▶ **Short problem**
Give every line of the entries below as a Markdown table with two columns, No. and Text, numbering the rows and skipping blank lines. Omit the pictures from the table.

# START OF Source material

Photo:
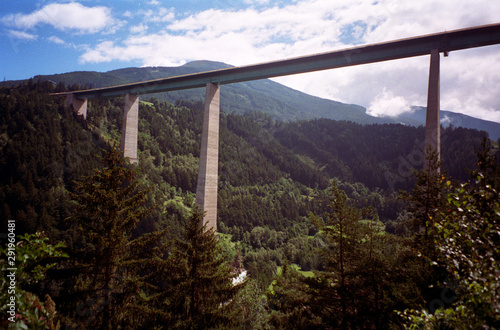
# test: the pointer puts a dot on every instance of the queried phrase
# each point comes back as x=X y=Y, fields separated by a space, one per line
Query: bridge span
x=206 y=192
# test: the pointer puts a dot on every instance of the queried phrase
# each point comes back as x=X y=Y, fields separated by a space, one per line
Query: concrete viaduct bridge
x=206 y=191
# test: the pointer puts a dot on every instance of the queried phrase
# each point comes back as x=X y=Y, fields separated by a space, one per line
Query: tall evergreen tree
x=107 y=207
x=202 y=291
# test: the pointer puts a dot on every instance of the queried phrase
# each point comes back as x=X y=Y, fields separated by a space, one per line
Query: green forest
x=335 y=224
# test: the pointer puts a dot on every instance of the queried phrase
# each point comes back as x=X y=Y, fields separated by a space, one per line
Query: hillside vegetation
x=277 y=183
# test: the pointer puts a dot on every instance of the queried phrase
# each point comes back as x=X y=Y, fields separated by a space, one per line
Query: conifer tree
x=106 y=261
x=202 y=292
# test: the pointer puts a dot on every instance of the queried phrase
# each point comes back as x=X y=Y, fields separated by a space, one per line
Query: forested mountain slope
x=272 y=176
x=278 y=101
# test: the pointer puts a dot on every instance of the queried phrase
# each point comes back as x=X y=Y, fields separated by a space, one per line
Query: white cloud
x=139 y=29
x=303 y=27
x=387 y=104
x=22 y=35
x=69 y=16
x=158 y=15
x=56 y=40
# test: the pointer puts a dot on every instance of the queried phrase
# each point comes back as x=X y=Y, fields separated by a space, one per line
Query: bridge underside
x=206 y=192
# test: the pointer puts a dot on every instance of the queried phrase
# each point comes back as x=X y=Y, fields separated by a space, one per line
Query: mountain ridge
x=282 y=103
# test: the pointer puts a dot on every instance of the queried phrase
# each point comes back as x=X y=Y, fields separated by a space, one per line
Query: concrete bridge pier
x=432 y=122
x=130 y=127
x=79 y=106
x=206 y=190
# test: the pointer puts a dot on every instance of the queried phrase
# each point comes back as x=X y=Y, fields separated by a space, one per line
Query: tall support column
x=79 y=106
x=130 y=127
x=432 y=122
x=206 y=190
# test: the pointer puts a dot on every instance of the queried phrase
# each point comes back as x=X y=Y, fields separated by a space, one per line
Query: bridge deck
x=403 y=48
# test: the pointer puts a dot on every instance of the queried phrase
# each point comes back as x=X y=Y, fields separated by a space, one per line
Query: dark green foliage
x=107 y=207
x=34 y=256
x=42 y=149
x=467 y=233
x=271 y=175
x=202 y=291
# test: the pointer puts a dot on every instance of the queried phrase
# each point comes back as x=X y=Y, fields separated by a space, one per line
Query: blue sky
x=46 y=37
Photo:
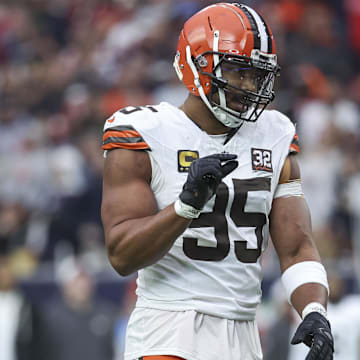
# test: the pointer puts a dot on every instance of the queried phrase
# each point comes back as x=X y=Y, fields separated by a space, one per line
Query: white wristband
x=302 y=273
x=186 y=211
x=314 y=307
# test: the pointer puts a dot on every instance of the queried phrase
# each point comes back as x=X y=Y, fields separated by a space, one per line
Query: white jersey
x=214 y=266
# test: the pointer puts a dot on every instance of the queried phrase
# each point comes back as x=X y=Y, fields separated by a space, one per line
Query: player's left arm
x=304 y=277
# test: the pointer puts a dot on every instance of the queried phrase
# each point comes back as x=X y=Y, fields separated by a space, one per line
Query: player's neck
x=197 y=111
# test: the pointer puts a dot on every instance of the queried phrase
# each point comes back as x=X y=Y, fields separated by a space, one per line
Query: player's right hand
x=315 y=332
x=205 y=175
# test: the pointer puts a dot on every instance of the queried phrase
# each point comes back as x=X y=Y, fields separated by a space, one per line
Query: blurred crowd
x=66 y=65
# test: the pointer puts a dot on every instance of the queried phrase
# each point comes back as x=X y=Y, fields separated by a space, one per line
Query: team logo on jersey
x=185 y=158
x=261 y=159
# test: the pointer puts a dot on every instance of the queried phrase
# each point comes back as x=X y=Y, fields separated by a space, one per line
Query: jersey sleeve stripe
x=128 y=134
x=125 y=137
x=128 y=146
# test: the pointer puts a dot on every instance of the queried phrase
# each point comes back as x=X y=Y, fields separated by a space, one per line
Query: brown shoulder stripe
x=125 y=137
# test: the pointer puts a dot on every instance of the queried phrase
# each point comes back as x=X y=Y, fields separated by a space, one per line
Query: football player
x=191 y=195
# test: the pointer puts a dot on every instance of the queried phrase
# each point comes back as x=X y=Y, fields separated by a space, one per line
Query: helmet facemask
x=250 y=103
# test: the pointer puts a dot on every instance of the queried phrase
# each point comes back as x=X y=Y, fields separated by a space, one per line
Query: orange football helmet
x=223 y=34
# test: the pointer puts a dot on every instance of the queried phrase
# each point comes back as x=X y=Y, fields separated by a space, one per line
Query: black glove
x=205 y=175
x=315 y=332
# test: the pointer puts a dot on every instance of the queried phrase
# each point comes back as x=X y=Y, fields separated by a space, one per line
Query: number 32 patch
x=261 y=160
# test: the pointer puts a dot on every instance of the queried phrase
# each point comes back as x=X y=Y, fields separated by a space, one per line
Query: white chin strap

# END OF Source material

▶ **The response**
| No. | Text |
|---|---|
| 1 | Photo: |
| 2 | # test: the pointer puts a dot on every instance of the queried phrase |
| 3 | # each point comes back as x=X y=Y, fields separated by a space, one per line |
| 4 | Query: bridge span |
| 5 | x=206 y=192 |
| 6 | # test: the pointer puts a dot on every instance of the queried phrase |
| 7 | # each point comes back as x=X y=Y, fields separated by a space, one per line |
| 8 | Query: concrete viaduct bridge |
| 9 | x=206 y=191 |
| 10 | # test: the pointer puts a dot on every instance of the queried phrase |
| 11 | # each point comes back as x=X y=Y, fields separated by a space, one per line |
| 12 | Query: tall evergreen tree |
| 13 | x=107 y=207 |
| 14 | x=202 y=291 |
| 15 | # test: the pointer puts a dot on every instance of the queried phrase |
| 16 | # each point comes back as x=X y=Y, fields separated by a space, one per line |
| 17 | Query: green forest |
| 18 | x=335 y=224 |
| 19 | # test: the pointer puts a dot on every instance of the queried phrase |
| 20 | # each point comes back as x=X y=Y, fields separated by a space, one per line |
| 21 | Query: hillside vegetation |
| 22 | x=277 y=183 |
| 23 | # test: the pointer puts a dot on every instance of the queried phrase |
| 24 | # each point comes back as x=X y=Y, fields separated by a space, one per line |
| 25 | Query: conifer tree |
| 26 | x=106 y=261 |
| 27 | x=202 y=292 |
| 28 | # test: the pointer puts a dot on every instance of the queried phrase |
| 29 | # each point comes back as x=X y=Y, fields separated by a space, one per line |
| 30 | Query: forested mountain slope |
| 31 | x=272 y=176 |
| 32 | x=278 y=101 |
| 33 | # test: the pointer puts a dot on every instance of the queried phrase |
| 34 | # each point comes back as x=X y=Y, fields separated by a space, one per line |
| 35 | Query: white cloud |
| 36 | x=139 y=29 |
| 37 | x=303 y=27 |
| 38 | x=387 y=104 |
| 39 | x=22 y=35 |
| 40 | x=69 y=16 |
| 41 | x=158 y=15 |
| 42 | x=56 y=40 |
| 43 | # test: the pointer puts a dot on every instance of the queried phrase |
| 44 | # each point comes back as x=X y=Y, fields separated by a space, one per line |
| 45 | Query: bridge underside |
| 46 | x=206 y=192 |
| 47 | # test: the pointer puts a dot on every instance of the queried phrase |
| 48 | # each point comes back as x=X y=Y, fields separated by a space, one per line |
| 49 | Query: mountain ridge |
| 50 | x=282 y=103 |
| 51 | # test: the pointer puts a dot on every instance of the queried phrase |
| 52 | # each point comes back as x=X y=Y, fields separated by a space, one per line |
| 53 | Query: concrete bridge pier |
| 54 | x=432 y=122 |
| 55 | x=130 y=127 |
| 56 | x=79 y=106 |
| 57 | x=206 y=190 |
| 58 | # test: the pointer puts a dot on every instance of the queried phrase |
| 59 | # each point comes back as x=X y=Y, fields separated by a space, one per line |
| 60 | Query: tall support column |
| 61 | x=79 y=106 |
| 62 | x=130 y=127 |
| 63 | x=432 y=122 |
| 64 | x=206 y=190 |
| 65 | # test: the pointer puts a dot on every instance of the queried phrase |
| 66 | # each point comes back as x=X y=Y, fields separated by a space, one per line |
| 67 | Query: bridge deck |
| 68 | x=403 y=48 |
| 69 | # test: the pointer puts a dot on every instance of the queried phrase |
| 70 | # each point comes back as x=X y=Y, fields separated by a space, one per line |
| 71 | Query: dark green foliage |
| 72 | x=107 y=207 |
| 73 | x=34 y=256 |
| 74 | x=42 y=149 |
| 75 | x=467 y=233 |
| 76 | x=271 y=175 |
| 77 | x=202 y=291 |
| 78 | # test: the pointer puts a dot on every instance of the queried phrase |
| 79 | # each point comes back as x=X y=Y, fields separated by a space, one per line |
| 80 | Query: blue sky |
| 81 | x=46 y=37 |
| 82 | Photo: |
| 83 | # test: the pointer puts a dot on every instance of the queried phrase |
| 84 | # each point comes back as x=X y=Y, fields separated by a space, one per line |
| 85 | Query: white wristband |
| 86 | x=302 y=273 |
| 87 | x=186 y=211 |
| 88 | x=314 y=307 |
| 89 | # test: the pointer puts a dot on every instance of the queried phrase |
| 90 | # each point comes back as x=X y=Y, fields separated by a space, one per line |
| 91 | Query: white jersey |
| 92 | x=214 y=266 |
| 93 | # test: the pointer puts a dot on every instance of the queried phrase |
| 94 | # each point comes back as x=X y=Y, fields separated by a space, one per line |
| 95 | Query: player's left arm |
| 96 | x=304 y=277 |
| 97 | # test: the pointer puts a dot on every instance of the queried phrase |
| 98 | # each point comes back as x=X y=Y, fields separated by a space, one per line |
| 99 | Query: player's neck |
| 100 | x=197 y=111 |
| 101 | # test: the pointer puts a dot on every instance of the queried phrase |
| 102 | # each point comes back as x=X y=Y, fields separated by a space, one per line |
| 103 | Query: player's right hand |
| 104 | x=315 y=332 |
| 105 | x=205 y=175 |
| 106 | # test: the pointer puts a dot on every instance of the queried phrase |
| 107 | # each point comes back as x=X y=Y, fields separated by a space, one per line |
| 108 | Query: blurred crowd |
| 109 | x=66 y=65 |
| 110 | # test: the pointer puts a dot on every instance of the queried phrase |
| 111 | # each point comes back as x=X y=Y, fields separated by a space, one per line |
| 112 | Query: team logo on jersey |
| 113 | x=185 y=158 |
| 114 | x=261 y=159 |
| 115 | # test: the pointer puts a dot on every instance of the queried phrase |
| 116 | # each point comes back as x=X y=Y, fields separated by a space, one per line |
| 117 | Query: jersey sleeve stripe |
| 118 | x=128 y=134 |
| 119 | x=125 y=137 |
| 120 | x=128 y=146 |
| 121 | # test: the pointer puts a dot on every instance of the queried phrase |
| 122 | # each point comes back as x=X y=Y, fields separated by a space, one per line |
| 123 | Query: brown shoulder stripe |
| 124 | x=125 y=137 |
| 125 | # test: the pointer puts a dot on every instance of the queried phrase |
| 126 | # each point comes back as x=X y=Y, fields separated by a space, one per line |
| 127 | Query: football player |
| 128 | x=191 y=195 |
| 129 | # test: the pointer puts a dot on every instance of the queried phrase |
| 130 | # each point comes back as x=X y=Y, fields separated by a space, one per line |
| 131 | Query: helmet facemask |
| 132 | x=250 y=103 |
| 133 | # test: the pointer puts a dot on every instance of the queried phrase |
| 134 | # each point comes back as x=X y=Y, fields separated by a space, one per line |
| 135 | Query: orange football helmet |
| 136 | x=223 y=34 |
| 137 | # test: the pointer puts a dot on every instance of the queried phrase |
| 138 | # each point comes back as x=X y=Y, fields separated by a space, one per line |
| 139 | Query: black glove |
| 140 | x=205 y=175 |
| 141 | x=315 y=332 |
| 142 | # test: the pointer puts a dot on every instance of the queried phrase |
| 143 | # each point comes back as x=X y=Y, fields separated by a space, one per line |
| 144 | Query: number 32 patch |
| 145 | x=261 y=160 |
| 146 | # test: the pointer puts a dot on every instance of the queried phrase |
| 147 | # each point comes back as x=X y=Y, fields separated by a space, one per line |
| 148 | Query: white chin strap |